___ Passage given ___

Friday, November 26, 2010

moderation itself can be a kind of extreme


being alone, it can be quite romantic
like Jacques Cousteau underneath the Atlantic
a fantastic voyage to parts unknown
going to depths where the sun's never shone
and I fascinate myself when I'm alone

This year I have to spend many, many more hours alone, or in the company of strangers, than I will ever have to again. I must spend hours away from sincere conversation and plunged into the fast-paced busyness that keeps us all forgetting what it is like to sit and think. It will be several months before I will be able to break free from this measured and constant existence, so I have decided that I must make something from it.

I haven't had this many hours in the pleasure of my own company at any point in my life. I have always been surrounded by family, then friends, then partners - mixed into the cacophony of other people's thoughts. Due to this, among other reasons, I never developed a deep sense of my own thoughts. I instead became an excellent listener, thinker, re-arranger of other people's problems so that they may be able to see them anew. I became so good at this, and felt so satisfied in being helpful to others, that I rarely spent time in the depths of my own mind.

This year is different. Although I could have probably gone my whole life in this previous state if given the right situations, the circumstances of this year make this impossible. So, I am going to make like Andrew Bird and learn to fascinate myself. I must first remind myself that this is a useful endeavor, and not get caught in the pull of meaningless socializing. I want my relationships always to be sincere, and must truly fight against getting caught in the tides of insubstantial gatherings.

There is so little sanctity for time spent alone in the comfort of one's own thoughts. It is like people are afraid of what they'll find. Any time alone is spent flooding the senses with input from phones or tvs or computers. No great philosophy has ever been written in the state. Only when I respect this act of being alone can I then learn to use it for growth. I can let myself indulge in the sensory history that is revealed in novels, I can learn to stand over a flame in the kitchen and use it to magically transform food, I can just gaze at the blazing afternoon late fall sunlight that pierces through the water glass on my counter, setting it aglow in warmth and life. Quite romantic, indeed.

Sunday, November 7, 2010

endless expanses of humanity


When I first began to learn the power of new ideas, I opened myself up to that burning sensation, like peering into a new and more brilliant world and not being quite sure what you're looking at. It is taking the red pill, stepping out of the dark cave and into the overwhelming brightness of sunlight. At first everything was white and I ambled through this state of over-exposure, but as time wore on and I became adjusted to the blaze, it became clear how I wanted to learn.

In this state of immersion, I only wanted to learn about non-fiction. I wanted the plain facts. Tell me the history of fossil fuels, of food consumption, of empires and art movements and how hunter gatherers live and why. I needed to know how people moved from forests to farms to cities and what impelled them to do so. I longed for a basic illumination, a story, a baseline from which to create theories or assumptions about the way the world works.

For example, learning about the agricultural revolution -- when people shifted from being primarily nomadic pastoral people to settling on a particular piece of land to grow their own food -- gave me a basis to ask why did this movement happen? After much searching, I found that it was mainly due to population pressures and this impelled people to try to grow more food than was available as a herder.

___ Record set ___

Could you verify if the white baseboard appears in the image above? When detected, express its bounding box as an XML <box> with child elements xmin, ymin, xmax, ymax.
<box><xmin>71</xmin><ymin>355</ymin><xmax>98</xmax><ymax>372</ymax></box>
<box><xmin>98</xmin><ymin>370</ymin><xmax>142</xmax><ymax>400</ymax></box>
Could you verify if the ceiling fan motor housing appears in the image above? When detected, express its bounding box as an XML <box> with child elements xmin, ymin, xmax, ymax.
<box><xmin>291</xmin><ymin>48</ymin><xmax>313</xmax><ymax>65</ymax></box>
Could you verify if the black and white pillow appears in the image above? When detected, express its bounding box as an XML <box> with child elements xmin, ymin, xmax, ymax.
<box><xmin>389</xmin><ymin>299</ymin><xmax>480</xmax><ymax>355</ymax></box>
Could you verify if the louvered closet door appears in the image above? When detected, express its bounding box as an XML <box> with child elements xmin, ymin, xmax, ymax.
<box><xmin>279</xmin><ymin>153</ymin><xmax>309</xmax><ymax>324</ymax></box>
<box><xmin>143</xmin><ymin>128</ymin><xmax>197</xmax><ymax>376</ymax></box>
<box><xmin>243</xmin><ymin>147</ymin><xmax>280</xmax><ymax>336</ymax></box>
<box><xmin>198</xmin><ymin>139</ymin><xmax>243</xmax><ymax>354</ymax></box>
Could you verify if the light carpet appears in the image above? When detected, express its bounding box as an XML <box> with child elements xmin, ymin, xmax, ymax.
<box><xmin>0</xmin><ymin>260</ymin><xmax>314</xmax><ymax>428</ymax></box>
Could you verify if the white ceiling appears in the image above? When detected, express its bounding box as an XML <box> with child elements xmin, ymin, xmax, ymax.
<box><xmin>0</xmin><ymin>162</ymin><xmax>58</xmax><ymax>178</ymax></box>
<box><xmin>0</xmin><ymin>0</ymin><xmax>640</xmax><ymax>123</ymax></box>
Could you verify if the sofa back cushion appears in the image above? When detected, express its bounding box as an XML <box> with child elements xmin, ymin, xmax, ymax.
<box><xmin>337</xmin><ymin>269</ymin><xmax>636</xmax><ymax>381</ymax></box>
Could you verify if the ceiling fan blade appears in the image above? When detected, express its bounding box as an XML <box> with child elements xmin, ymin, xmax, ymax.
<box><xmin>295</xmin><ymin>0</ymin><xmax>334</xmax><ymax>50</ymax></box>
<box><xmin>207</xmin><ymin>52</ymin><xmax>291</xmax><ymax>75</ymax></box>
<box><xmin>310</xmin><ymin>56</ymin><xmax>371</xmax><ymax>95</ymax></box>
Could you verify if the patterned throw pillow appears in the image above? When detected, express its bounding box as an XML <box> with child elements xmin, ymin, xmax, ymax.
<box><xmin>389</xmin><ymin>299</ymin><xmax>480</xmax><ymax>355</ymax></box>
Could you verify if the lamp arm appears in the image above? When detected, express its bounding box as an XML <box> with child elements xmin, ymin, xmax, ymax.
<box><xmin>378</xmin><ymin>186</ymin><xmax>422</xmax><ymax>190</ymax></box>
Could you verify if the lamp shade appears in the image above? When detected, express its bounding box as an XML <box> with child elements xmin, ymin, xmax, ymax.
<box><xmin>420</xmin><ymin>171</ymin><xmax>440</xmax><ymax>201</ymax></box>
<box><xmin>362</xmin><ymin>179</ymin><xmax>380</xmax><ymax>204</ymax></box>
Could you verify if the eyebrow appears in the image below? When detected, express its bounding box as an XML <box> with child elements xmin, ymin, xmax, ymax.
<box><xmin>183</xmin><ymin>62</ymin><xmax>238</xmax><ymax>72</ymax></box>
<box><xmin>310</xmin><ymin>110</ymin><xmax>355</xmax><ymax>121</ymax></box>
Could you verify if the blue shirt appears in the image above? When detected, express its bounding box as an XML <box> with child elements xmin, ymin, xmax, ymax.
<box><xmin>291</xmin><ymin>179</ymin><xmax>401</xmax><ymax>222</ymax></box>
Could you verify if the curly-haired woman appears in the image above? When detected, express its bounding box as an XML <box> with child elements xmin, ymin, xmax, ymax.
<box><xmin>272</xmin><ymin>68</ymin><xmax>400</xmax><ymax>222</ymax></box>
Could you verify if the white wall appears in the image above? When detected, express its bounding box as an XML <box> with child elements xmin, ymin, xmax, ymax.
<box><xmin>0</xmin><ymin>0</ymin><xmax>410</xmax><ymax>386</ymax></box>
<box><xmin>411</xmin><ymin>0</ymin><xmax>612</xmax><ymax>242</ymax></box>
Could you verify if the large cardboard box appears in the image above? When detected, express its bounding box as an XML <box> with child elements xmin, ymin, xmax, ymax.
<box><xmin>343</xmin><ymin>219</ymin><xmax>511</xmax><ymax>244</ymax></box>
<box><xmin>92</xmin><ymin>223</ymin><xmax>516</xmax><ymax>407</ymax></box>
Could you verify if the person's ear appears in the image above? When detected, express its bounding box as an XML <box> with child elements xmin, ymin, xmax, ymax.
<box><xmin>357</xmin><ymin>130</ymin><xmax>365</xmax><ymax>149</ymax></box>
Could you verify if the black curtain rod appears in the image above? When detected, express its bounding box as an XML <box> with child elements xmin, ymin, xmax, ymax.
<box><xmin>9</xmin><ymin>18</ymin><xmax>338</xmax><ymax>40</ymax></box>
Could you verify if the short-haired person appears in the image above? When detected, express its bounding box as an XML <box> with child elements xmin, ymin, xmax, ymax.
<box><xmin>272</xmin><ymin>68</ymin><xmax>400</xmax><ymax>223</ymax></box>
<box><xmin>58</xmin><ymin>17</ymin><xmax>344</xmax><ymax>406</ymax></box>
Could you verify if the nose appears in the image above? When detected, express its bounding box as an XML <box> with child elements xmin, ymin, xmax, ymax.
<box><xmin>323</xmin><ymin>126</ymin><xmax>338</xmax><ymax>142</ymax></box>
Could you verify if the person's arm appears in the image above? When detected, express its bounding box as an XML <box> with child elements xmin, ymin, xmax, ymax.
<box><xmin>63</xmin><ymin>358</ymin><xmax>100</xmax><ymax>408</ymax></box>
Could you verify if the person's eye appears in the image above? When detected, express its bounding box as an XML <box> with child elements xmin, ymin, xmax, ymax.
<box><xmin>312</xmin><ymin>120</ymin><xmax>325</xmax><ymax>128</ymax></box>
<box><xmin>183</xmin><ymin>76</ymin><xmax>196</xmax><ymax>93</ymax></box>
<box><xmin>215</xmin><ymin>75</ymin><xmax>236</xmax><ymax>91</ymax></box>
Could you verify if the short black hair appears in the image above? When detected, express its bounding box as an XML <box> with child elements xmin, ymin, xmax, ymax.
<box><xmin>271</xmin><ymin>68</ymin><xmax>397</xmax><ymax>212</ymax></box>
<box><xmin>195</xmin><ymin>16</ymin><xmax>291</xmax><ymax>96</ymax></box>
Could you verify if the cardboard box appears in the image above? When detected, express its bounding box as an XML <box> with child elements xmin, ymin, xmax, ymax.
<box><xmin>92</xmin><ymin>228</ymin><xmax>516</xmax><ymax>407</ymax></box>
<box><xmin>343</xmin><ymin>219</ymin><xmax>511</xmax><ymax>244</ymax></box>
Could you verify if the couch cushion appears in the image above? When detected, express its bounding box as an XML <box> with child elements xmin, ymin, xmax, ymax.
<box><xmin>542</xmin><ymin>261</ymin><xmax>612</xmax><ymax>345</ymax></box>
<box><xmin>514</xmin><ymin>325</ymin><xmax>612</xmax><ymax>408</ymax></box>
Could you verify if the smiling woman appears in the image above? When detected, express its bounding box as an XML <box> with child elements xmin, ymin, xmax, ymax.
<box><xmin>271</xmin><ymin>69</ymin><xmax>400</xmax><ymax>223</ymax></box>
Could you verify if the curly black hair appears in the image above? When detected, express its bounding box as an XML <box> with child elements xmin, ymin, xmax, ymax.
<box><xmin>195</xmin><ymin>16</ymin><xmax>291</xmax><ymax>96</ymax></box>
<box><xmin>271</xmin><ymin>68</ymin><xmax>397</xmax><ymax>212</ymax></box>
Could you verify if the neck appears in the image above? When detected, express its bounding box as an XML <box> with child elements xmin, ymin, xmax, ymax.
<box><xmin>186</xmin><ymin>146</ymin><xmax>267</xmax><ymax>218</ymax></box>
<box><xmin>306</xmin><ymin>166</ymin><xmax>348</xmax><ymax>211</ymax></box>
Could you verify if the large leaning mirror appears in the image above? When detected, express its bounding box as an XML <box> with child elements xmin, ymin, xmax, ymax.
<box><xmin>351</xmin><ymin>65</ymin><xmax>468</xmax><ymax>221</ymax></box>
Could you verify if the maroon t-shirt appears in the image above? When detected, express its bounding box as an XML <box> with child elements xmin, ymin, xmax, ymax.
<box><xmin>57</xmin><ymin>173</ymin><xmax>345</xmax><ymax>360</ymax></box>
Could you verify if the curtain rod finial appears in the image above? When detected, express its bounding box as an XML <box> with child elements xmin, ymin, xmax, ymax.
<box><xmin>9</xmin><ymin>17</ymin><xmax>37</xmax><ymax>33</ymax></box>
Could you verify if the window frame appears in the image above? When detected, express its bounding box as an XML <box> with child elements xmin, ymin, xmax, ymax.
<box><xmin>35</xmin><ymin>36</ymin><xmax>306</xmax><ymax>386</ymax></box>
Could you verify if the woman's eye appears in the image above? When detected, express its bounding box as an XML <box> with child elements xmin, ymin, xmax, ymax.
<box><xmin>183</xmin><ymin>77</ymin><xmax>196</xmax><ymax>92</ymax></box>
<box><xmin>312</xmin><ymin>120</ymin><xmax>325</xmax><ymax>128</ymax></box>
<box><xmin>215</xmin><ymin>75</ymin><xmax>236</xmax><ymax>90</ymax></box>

___

Retype, word for word, the portion of the blog passage above that opens with the words containing "endless expanses of" and closes with "wanted to learn.".

Exercise answer:
endless expanses of humanity


When I first began to learn the power of new ideas, I opened myself up to that burning sensation, like peering into a new and more brilliant world and not being quite sure what you're looking at. It is taking the red pill, stepping out of the dark cave and into the overwhelming brightness of sunlight. At first everything was white and I ambled through this state of over-exposure, but as time wore on and I became adjusted to the blaze, it became clear how I wanted to learn.